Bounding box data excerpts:
start

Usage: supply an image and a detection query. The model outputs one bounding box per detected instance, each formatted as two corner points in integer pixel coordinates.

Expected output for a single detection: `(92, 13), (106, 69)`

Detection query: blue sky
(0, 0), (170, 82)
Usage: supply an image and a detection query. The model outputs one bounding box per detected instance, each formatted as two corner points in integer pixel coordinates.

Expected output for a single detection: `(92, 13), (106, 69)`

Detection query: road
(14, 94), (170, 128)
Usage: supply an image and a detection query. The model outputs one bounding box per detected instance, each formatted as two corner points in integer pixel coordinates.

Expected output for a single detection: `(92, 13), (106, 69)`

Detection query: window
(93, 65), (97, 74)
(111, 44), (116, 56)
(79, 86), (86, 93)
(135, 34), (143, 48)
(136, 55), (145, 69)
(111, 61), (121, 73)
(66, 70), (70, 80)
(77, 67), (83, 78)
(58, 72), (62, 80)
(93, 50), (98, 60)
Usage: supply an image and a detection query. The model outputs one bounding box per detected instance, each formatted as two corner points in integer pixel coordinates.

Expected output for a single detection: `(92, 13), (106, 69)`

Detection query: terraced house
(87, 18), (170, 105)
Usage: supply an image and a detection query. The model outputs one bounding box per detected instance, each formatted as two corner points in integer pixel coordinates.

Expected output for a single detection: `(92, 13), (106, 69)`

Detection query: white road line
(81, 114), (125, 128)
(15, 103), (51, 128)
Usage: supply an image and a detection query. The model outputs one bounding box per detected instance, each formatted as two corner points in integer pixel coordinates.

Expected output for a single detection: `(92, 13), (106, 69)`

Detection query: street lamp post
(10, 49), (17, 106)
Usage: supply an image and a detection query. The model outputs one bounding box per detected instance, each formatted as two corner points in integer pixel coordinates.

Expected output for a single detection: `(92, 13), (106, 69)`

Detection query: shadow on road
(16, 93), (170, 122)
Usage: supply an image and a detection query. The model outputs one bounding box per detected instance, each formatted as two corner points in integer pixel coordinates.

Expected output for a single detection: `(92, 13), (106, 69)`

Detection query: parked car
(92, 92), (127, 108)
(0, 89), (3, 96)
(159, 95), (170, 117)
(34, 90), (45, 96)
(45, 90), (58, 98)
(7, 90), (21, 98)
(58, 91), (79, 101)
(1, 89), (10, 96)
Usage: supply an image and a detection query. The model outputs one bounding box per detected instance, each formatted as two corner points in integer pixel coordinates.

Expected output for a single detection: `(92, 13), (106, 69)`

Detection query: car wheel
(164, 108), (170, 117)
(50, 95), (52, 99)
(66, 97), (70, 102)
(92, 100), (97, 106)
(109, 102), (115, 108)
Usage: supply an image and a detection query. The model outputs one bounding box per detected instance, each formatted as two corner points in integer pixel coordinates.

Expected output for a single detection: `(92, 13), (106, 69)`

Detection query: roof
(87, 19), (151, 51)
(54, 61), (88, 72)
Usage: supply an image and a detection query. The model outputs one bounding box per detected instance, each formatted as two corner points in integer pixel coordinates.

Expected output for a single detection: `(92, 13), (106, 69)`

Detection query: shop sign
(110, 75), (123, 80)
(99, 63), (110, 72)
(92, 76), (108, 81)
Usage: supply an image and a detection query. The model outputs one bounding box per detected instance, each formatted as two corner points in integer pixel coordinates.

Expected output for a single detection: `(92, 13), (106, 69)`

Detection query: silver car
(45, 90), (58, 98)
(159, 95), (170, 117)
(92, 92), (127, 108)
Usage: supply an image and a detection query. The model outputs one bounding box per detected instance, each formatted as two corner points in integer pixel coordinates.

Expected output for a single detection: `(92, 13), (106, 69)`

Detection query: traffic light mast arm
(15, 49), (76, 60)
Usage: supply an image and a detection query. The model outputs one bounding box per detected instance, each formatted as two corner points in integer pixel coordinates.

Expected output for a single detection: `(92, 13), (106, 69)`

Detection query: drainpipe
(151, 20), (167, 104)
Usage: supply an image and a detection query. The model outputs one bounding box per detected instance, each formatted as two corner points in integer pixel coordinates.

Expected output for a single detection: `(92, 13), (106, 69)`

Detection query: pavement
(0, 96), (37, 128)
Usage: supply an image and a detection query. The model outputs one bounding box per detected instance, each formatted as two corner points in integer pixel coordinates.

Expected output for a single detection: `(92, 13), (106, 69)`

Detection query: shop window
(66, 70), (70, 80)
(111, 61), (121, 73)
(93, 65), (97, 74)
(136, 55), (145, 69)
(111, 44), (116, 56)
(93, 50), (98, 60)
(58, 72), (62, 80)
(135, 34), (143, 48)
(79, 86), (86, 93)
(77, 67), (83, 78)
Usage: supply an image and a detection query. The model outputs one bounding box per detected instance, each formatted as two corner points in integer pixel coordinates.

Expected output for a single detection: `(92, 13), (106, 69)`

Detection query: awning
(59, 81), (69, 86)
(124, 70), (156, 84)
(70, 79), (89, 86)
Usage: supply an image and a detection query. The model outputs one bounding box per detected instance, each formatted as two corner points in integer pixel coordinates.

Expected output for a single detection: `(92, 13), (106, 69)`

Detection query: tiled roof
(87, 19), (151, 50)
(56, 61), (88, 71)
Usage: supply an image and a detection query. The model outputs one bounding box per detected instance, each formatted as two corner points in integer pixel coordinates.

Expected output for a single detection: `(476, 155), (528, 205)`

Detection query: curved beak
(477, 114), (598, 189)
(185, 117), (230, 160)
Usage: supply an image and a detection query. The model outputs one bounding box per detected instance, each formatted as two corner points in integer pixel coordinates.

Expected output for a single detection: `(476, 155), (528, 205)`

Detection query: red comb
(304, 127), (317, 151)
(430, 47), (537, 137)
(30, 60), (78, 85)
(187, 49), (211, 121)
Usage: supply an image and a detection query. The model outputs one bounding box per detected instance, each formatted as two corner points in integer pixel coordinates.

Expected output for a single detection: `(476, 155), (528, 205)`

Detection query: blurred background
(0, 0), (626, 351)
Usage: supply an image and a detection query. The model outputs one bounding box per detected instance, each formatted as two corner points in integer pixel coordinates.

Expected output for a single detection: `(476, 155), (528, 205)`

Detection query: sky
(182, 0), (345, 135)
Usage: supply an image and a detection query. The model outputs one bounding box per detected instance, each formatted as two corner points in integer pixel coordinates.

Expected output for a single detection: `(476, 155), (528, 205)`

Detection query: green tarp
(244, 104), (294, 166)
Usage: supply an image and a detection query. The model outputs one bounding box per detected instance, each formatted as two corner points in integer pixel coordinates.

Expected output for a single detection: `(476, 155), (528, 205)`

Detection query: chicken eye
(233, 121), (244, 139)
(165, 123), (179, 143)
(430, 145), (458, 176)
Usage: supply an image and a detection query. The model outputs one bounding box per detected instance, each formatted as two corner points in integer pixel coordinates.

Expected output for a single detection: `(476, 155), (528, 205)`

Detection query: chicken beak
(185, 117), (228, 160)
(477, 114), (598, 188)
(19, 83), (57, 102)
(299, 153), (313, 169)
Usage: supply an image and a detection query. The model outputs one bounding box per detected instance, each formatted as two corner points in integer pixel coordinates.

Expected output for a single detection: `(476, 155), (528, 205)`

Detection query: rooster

end

Problem statement: Can you convert the items, from the first one through the line containing "(15, 103), (51, 128)", into a two-column CSV with the headers item_text and answer, one row per item? Put each item's text and its answer in a single quoted field, with line breaks replaced by spaces.

Output below:
item_text,answer
"Usage: supply an image and a detection query. The model outputs one bounding box per detected instance, each formatted as two corner points in integer pixel coordinates. Expected output for a single detection: `(92, 13), (106, 69)` Detection query: blue sky","(0, 0), (170, 82)"
"Usage: supply an image and a detection query. The model outputs one bounding box per detected instance, each formatted as two corner points in integer pixel coordinates. Expected output for a single detection: `(92, 13), (106, 69)` Detection query: road","(14, 94), (170, 128)"
"Usage: supply an image and a detection query. The model outputs one bounding box per detected instance, each formatted as two corner points in integer pixel coordinates. Expected output for a single detection: `(92, 13), (106, 69)` Detection query: window","(93, 65), (97, 74) (111, 44), (116, 56) (79, 86), (86, 93) (135, 34), (143, 48) (136, 55), (145, 69) (111, 61), (121, 73) (66, 70), (70, 80) (77, 67), (83, 78) (58, 72), (62, 80) (93, 50), (98, 60)"
"Usage: supply an image and a detection query. The model outputs one bounding box per detected instance, each formatted as two corner points in integer pixel coordinates. Expected output for a single detection: `(92, 13), (106, 69)` Detection query: terraced house","(87, 18), (170, 105)"
"Usage: supply an image and a detection query. The model outputs one bounding box per detected instance, each formatted as two corner points in integer pixel coordinates. Expected output for a single detection: `(92, 13), (106, 69)` Detection query: white road line","(81, 114), (125, 128) (15, 103), (51, 128)"